_BRIEF 1_:
Write out the freediving diet thread word for word, starting at "Potato is a" and ending at "what that means.".
_BRIEF 2_:
In the freediving diet thread, which food that is not a fruit is named as high in potassium?
_BRIEF 3_:
Proceed with the freediving diet thread from the point where it stops.

_PASSAGE_:

□ □ □ □ □

Thank you for the knowledge about diet.

Interestingly, I don't usually get sambas. I think this is because I was making the mistake of exhaling during the last 20-30 meters (slow exhale, reverse packing) and thus blew off all the C02 during my dive. It seems to me, the samba is caused by C02 - or am I wrong?
 
Samba.

Samba is caused by O2 shortage just as blackout, and sometimes precedes it. I don't think that there's any worry of too much CO2 for shallow to medium depth diving.
 
Salt & potassium.

10x Eric.
I'm not on a law sodium diat. Just rarely add it.
I guess that the only way for me to know if my salt intake is optimal is to measure blood pressure now and after sometime when modifying my diat?
Any other way?

Excpet fruits, can anyone recommend me on some potassium rich foods? I try to eat apples now and then, but I'm not really a big fan of fruits.
 
I did mention no fruits. :)
Tried now.
Seems like apples are on the low-potassium list.
Potato is a no-fruit which is actually high in potassium, preffered baked.
Anyway, I looked at my last blood test, and I'm quite good on potassium and sodium:
potassium 4.7 where 3.6-5.0 is the healthy range
sodium 142 " 135-144

I am low on the range of alkaline-phosphatase though, I'll try to take a look at what that means.
 
Michael, if you're not too keen on fruit try juicing. Sounds silly but for me juicing was an easy way for someone with years of not great eatign habits to get the quantities of fruit and veg in my system with minimal effort.

Fresh fruit and vegetables also contain a lot of enzymes needed for digestion. This means that the body doesn't have to manufacture as many enzymes. I find that not having undigested food slowly moving thru my gut greatly increases apnea ability.
 
Hmm, 10x, I'll try it sometime...
Thoug juicing will not make me love fruits much more..
It's something about the taste...
And if I choose to eat something sweet, it will usally not be a fruit, somehow their sweetness doesn't apeal to me.
 
If I don't drink tea in the morning I just stumble around wondering
whats wrong the whole day. So it is very important to my diving, because it gets me out of the house.
 
DIURETIC

Somebody told me many fruit juices are diuretics - they cause you
to piss out more water than they supply.

□ □ □ □ □

_RECORDS SHOWN_:
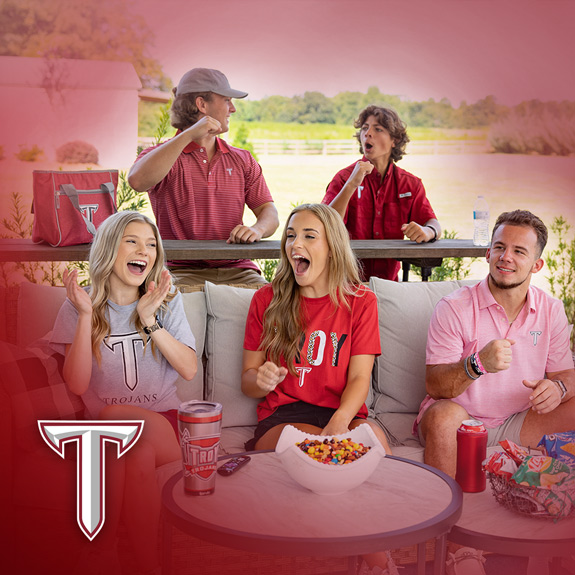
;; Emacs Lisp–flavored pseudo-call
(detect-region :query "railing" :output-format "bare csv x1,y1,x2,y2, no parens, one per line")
138,137,491,156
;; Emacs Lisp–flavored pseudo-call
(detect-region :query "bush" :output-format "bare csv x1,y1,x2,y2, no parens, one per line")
56,140,98,164
546,216,575,350
15,144,44,162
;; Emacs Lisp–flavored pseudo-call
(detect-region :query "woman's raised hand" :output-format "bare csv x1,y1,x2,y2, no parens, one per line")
62,269,92,315
256,361,287,393
136,269,172,326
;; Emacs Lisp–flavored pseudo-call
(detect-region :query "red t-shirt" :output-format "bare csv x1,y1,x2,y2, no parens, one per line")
322,161,435,281
136,138,273,269
244,285,381,421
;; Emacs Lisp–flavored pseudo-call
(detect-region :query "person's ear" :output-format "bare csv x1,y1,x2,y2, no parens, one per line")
196,96,206,114
531,258,545,274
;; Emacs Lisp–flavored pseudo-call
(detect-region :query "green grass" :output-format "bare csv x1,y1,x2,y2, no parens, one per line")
230,121,488,140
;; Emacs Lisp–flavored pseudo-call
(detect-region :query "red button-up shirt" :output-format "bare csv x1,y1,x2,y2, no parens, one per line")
322,161,436,281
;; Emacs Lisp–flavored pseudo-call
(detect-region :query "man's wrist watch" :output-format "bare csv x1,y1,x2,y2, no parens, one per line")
144,318,164,335
553,379,567,399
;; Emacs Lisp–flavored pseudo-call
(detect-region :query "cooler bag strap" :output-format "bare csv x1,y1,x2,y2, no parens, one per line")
100,182,118,213
60,184,96,236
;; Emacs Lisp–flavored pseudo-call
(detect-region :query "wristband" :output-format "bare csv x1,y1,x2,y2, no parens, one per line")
425,224,437,244
144,318,164,335
463,357,479,380
552,379,567,400
469,352,487,375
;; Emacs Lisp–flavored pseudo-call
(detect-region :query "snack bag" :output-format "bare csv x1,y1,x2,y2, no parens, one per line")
537,431,575,470
483,451,517,480
499,439,529,465
511,455,571,489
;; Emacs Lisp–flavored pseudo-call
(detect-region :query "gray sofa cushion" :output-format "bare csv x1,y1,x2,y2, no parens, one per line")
181,292,207,401
205,282,258,427
369,277,476,416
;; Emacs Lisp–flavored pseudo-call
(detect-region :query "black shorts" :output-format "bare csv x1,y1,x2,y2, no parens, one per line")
245,401,363,451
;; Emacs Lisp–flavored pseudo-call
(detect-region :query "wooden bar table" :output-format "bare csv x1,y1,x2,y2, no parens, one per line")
0,239,486,281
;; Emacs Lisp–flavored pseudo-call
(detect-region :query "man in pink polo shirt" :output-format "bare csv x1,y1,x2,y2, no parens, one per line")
128,68,279,285
417,210,575,477
416,210,575,573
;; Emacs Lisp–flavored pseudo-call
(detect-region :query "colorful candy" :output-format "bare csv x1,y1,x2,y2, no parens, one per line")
296,438,371,465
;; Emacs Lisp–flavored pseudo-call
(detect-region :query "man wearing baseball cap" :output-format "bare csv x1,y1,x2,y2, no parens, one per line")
128,68,279,286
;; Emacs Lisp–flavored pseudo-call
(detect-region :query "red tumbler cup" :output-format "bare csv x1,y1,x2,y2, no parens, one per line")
455,419,487,493
178,400,222,495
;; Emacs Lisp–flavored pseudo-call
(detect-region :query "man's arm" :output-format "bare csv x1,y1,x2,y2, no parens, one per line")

□ □ □ □ □

_TASK OUTPUT 1_:
Potato is a no-fruit which is actually high in potassium, preffered baked.
Anyway, I looked at my last blood test, and I'm quite good on potassium and sodium:
potassium 4.7 where 3.6-5.0 is the healthy range
sodium 142 " 135-144

I am low on the range of alkaline-phosphatase though, I'll try to take a look at what that means.

_TASK OUTPUT 2_:
Potato, preferably baked.

_TASK OUTPUT 3_:
If that is so, then in the interest of proper hydration we would
be wise to chase fruit juices with some volume of water.
 
www.whfoods.com is a great, if not complete, source of info (and I mean detailed info!) on lots of foods, how they are good for you, and recipes too.

And if you're worried about diuretic effects - drink some water!! It can be a hard habit to get into, drinking at least 2 litres a day, particularly if you are used to drinking coffee as well - you will be hitting the toilet ALL the time! - but it made a great positive difference for me.

That is also an important part of drinking lots of water (peeing often), because holding in can help to raise blood pressure due to the back pressure on the kidneys.

One other thing - fizzy mineral water was BAD for me - I got lots of mouth ulcers when I drank that regularly (I guess an upset PH level in my mouth). Tap water works just fine, though.
 
Last edited:
Fruit juice should definitely be mixed with water and not guzzled. It's not "natural" to eat 4+ oranges in 30s flat which is what you're doing in you drink a juice quickly. Diueretic effects as mentioned plus even too much of a good thing can raise blood sugar levels too high.
 
I need the diueretic effects because I drink way to much water.
6+ liters a day.
 
so, why does everyone say that freediving and coffee dont mix? I understand the dehydration part, and that it may raise your heart rate, but is there somthing else?
 
I gave up coffee and sodas in early June. My RHR then was around 55. Since then, with continued training and an increasingly healthy diet, my RHR had dropped to 48 by July. I can't say for sure that the reduction of caffeine intake has had a beneficial effect on my freediving performance however. I stopped drinking caffeine just after becoming seriously interested in freediving. My static has improved from 3:30 to 5:10 in the same time, but I can't say that the caffeine cut had anything to do with my improvement.

As as side note, I was drinking, on average, a coffee and around three sodas a day.